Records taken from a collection
_____

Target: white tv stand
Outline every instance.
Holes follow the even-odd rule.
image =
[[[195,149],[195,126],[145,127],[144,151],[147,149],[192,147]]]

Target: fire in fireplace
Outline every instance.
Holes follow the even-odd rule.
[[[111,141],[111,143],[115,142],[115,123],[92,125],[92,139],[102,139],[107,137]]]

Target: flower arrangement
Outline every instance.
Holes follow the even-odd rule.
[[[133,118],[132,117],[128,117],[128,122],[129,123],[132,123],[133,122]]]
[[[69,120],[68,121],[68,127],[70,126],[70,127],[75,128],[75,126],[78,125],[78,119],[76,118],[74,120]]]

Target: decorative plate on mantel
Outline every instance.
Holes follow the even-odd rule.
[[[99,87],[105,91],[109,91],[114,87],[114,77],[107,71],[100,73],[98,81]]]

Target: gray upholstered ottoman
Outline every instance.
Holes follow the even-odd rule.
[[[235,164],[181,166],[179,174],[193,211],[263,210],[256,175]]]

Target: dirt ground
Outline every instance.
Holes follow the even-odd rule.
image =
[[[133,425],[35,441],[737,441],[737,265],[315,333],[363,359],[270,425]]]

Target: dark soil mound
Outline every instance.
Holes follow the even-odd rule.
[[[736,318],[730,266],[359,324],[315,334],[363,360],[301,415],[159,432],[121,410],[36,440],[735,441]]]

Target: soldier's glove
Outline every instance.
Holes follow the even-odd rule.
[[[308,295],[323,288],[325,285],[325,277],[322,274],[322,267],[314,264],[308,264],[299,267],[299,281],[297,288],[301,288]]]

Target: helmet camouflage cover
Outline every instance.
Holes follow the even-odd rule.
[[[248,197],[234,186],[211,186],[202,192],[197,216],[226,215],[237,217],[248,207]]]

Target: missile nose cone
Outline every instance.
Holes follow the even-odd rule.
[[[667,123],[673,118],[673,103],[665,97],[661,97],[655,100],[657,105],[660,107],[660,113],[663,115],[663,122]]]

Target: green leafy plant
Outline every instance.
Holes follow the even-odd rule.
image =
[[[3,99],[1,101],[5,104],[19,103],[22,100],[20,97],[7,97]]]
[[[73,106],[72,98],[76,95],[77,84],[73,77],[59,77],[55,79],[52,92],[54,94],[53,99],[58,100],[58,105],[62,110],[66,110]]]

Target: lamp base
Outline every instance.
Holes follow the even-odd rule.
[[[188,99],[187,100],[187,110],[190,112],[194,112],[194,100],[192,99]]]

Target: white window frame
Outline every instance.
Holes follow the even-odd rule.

_____

■ Problem details ■
Swap "Outline" for "Trace" everywhere in the material above, and write out all of its lines again with nothing else changed.

■ Completed task ■
Target: white tv stand
Trace every instance.
Holes follow the even-odd rule.
image =
[[[195,149],[195,126],[145,127],[144,151],[147,149],[192,147]]]

Target: fire in fireplace
Trace every instance.
Holes follow the even-odd rule.
[[[111,141],[111,143],[115,142],[115,123],[92,125],[92,139],[102,139],[107,137]]]

Target: flower arrangement
Trace every instance.
Holes follow the even-odd rule.
[[[133,118],[132,117],[128,117],[128,122],[129,123],[132,123],[133,122]]]
[[[69,120],[68,121],[68,127],[70,126],[70,127],[75,128],[75,126],[78,125],[78,119],[76,118],[74,120]]]

Target: decorative plate on mantel
Trace every instance.
Holes follow the even-odd rule.
[[[99,87],[105,91],[109,91],[114,87],[114,77],[107,71],[100,73],[98,81]]]

Target: gray upholstered ottoman
Trace every instance.
Holes follow the even-odd rule.
[[[235,164],[181,166],[179,174],[193,211],[263,210],[256,175]]]

Target: dirt ground
Trace every instance.
Holes follow the even-odd rule.
image =
[[[133,425],[35,441],[737,441],[737,265],[315,333],[363,359],[270,425]]]

Target: dark soil mound
Trace every instance.
Holes follow the even-odd rule.
[[[736,318],[730,266],[359,324],[315,334],[363,360],[301,415],[159,432],[121,410],[36,440],[735,441]]]

Target: soldier's glove
Trace every instance.
Holes follow the even-odd rule.
[[[308,295],[323,288],[325,285],[325,277],[322,274],[322,267],[314,264],[308,264],[299,267],[299,281],[297,288],[301,288]]]

Target: helmet camouflage cover
Trace every instance.
Holes follow the even-odd rule.
[[[248,197],[234,186],[211,186],[202,192],[197,216],[226,215],[237,217],[248,207]]]

Target: missile nose cone
Trace every instance.
Holes follow the even-odd rule.
[[[667,123],[673,118],[673,103],[665,97],[661,97],[655,100],[657,105],[660,107],[660,113],[663,115],[663,122]]]

Target: green leafy plant
Trace every instance.
Holes follow the even-odd rule.
image =
[[[3,99],[1,101],[5,104],[19,103],[22,100],[20,97],[7,97]]]
[[[73,106],[72,98],[76,95],[77,84],[73,77],[59,77],[55,79],[52,92],[54,94],[53,99],[58,100],[58,105],[62,110],[66,110]]]

Target: lamp base
Trace every instance.
Holes follow the even-odd rule.
[[[188,99],[187,100],[187,110],[190,112],[194,112],[194,100],[192,99]]]

Target: white window frame
Trace every instance.
Holes follow the even-odd rule.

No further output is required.